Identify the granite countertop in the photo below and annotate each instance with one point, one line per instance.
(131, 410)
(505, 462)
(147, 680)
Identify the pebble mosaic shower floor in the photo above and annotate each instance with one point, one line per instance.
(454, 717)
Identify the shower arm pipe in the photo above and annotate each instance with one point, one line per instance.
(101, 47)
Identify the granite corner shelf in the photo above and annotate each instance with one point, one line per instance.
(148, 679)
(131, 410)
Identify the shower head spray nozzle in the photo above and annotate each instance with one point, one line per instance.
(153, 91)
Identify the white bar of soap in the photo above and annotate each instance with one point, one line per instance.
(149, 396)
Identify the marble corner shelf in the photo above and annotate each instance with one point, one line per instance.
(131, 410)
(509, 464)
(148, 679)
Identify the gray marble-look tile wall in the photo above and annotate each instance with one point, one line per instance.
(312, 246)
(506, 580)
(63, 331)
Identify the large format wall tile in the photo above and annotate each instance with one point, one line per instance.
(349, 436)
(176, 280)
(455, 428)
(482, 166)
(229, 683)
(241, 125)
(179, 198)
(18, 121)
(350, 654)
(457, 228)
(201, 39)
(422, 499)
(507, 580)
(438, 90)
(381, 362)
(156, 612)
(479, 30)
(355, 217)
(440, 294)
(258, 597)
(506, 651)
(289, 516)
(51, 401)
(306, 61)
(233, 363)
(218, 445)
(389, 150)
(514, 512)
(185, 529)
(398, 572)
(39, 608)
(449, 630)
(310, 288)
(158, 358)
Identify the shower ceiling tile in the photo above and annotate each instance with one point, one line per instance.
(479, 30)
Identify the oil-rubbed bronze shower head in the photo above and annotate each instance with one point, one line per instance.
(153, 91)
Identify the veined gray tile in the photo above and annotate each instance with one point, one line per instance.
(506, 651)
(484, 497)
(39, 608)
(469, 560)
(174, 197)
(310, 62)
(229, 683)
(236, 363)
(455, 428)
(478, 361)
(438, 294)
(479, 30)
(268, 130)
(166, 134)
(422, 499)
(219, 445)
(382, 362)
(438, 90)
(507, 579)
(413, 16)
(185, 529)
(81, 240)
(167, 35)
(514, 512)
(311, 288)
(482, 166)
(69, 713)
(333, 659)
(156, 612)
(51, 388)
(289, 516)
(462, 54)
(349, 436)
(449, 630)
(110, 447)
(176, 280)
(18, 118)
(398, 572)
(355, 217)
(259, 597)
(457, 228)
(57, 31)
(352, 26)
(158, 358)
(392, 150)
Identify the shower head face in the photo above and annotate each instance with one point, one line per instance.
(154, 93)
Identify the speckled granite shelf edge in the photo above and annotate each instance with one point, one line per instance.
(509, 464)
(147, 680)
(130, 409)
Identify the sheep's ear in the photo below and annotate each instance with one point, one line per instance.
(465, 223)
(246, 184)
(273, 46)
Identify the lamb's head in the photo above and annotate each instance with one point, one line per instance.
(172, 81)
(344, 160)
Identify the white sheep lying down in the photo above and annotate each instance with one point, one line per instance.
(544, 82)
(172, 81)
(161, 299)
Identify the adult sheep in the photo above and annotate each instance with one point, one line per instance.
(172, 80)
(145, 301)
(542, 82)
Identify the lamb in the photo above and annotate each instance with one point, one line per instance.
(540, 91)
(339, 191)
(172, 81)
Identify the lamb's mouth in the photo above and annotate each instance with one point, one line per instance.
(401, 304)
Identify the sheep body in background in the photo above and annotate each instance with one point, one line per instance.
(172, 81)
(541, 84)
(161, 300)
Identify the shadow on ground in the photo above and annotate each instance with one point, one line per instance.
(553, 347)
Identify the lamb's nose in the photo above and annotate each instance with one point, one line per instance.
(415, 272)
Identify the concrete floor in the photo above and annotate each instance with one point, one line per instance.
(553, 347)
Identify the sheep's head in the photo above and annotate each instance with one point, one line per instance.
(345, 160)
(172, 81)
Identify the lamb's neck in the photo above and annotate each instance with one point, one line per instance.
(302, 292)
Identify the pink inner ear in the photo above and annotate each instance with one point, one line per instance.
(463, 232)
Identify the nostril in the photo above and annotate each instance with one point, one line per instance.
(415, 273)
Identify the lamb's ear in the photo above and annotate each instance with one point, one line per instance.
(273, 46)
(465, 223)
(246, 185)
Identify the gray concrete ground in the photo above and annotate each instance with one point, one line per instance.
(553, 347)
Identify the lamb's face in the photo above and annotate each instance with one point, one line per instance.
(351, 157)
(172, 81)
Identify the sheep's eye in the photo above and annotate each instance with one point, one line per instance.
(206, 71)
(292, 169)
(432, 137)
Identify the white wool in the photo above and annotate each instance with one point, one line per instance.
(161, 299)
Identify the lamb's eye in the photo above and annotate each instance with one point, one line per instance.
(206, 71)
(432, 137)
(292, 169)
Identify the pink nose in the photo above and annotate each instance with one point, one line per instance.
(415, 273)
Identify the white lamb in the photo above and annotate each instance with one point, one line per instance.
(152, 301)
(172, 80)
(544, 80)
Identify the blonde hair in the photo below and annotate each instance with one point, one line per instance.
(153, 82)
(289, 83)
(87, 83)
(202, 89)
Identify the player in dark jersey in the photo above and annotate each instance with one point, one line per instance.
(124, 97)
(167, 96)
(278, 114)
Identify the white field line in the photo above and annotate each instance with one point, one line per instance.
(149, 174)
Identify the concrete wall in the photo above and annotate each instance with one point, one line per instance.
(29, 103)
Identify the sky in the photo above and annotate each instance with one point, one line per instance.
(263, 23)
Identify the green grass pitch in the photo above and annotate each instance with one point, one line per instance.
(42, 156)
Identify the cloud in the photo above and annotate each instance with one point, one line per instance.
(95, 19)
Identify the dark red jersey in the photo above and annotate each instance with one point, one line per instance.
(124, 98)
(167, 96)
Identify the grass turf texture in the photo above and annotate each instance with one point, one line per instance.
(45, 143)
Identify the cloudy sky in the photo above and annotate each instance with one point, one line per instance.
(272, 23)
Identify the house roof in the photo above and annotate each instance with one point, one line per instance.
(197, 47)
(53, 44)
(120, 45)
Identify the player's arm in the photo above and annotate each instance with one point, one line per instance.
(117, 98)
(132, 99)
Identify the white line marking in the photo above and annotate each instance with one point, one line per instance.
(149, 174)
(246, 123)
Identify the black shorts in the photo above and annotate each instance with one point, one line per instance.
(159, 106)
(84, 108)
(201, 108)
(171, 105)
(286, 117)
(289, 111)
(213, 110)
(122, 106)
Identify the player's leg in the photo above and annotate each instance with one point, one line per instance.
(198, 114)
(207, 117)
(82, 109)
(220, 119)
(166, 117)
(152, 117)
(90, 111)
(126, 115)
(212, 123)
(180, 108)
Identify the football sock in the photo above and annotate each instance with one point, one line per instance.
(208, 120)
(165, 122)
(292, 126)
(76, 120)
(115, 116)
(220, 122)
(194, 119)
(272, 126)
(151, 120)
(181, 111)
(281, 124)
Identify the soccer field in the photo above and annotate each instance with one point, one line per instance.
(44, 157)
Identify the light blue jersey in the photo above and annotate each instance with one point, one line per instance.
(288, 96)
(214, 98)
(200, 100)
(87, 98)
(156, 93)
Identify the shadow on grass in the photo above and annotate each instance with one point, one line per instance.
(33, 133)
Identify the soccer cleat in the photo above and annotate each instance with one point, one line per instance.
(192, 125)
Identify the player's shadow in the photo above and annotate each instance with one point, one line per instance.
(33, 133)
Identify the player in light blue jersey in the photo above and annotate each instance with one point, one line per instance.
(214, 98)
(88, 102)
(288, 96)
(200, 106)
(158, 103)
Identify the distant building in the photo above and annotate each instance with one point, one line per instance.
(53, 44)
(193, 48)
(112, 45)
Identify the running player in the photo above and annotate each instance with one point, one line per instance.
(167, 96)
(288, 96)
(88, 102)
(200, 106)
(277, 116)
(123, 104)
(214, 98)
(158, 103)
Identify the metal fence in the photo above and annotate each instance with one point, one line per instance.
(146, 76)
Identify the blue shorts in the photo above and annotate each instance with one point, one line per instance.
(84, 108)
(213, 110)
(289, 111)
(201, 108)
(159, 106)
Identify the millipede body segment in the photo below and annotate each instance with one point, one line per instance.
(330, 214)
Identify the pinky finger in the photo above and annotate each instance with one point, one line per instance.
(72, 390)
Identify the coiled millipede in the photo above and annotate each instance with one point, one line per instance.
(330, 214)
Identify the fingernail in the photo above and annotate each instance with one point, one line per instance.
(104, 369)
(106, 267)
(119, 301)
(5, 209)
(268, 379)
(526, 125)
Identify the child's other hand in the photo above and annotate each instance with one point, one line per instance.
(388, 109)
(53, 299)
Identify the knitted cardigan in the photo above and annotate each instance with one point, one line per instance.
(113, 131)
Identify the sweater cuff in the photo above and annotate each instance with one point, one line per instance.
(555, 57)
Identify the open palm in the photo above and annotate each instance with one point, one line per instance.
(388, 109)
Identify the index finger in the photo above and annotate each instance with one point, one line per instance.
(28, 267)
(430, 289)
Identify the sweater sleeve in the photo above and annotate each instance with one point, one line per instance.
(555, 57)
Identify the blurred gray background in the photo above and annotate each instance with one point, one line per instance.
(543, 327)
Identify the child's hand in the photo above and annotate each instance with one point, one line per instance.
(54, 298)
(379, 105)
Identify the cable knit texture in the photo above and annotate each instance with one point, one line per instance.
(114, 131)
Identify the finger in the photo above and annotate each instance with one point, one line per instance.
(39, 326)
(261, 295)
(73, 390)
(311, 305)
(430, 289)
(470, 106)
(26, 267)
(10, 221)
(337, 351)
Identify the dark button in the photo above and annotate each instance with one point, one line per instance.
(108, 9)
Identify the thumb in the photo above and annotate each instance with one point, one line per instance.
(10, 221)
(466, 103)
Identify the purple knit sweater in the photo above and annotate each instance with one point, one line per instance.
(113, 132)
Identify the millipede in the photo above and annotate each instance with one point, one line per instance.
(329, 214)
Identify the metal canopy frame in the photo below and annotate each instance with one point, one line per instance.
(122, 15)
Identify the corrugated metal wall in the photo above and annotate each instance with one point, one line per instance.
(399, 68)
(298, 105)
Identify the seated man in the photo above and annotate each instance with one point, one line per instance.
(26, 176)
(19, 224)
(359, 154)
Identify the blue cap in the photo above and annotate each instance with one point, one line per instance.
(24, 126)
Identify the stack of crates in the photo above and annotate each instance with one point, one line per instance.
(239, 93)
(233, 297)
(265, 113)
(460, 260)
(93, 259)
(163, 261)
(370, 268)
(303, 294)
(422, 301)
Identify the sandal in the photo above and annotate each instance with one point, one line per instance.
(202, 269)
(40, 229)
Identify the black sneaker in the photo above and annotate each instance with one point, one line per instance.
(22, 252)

------------------------------------

What to work on
Write out again, unchanged, every line from the line containing "Identify the metal canopy" to the final line of the material above.

Answer below
Identify the metal canopy frame in the photo below and annotate each instance with one point, one line per instance.
(122, 15)
Identify the corrugated metal wall in the photo above and annotate each instance with one point, one line per instance.
(399, 68)
(298, 105)
Identify the seated man in the photo above and annotate each instance with one point, one line per instance.
(26, 176)
(19, 224)
(359, 154)
Identify the blue cap in the photo above and annotate each instance with one point, one line per instance.
(24, 126)
Identify the stack of crates in the photo above and annotate each instance with one point, one line per instance.
(239, 93)
(233, 297)
(265, 113)
(460, 260)
(93, 259)
(163, 261)
(370, 268)
(303, 294)
(422, 301)
Identify the sandal in the photo above and annotate each instance with one point, one line per instance.
(202, 269)
(40, 229)
Identify the black sneaker in the photo above and annotate each instance with one point, one line per instance.
(22, 252)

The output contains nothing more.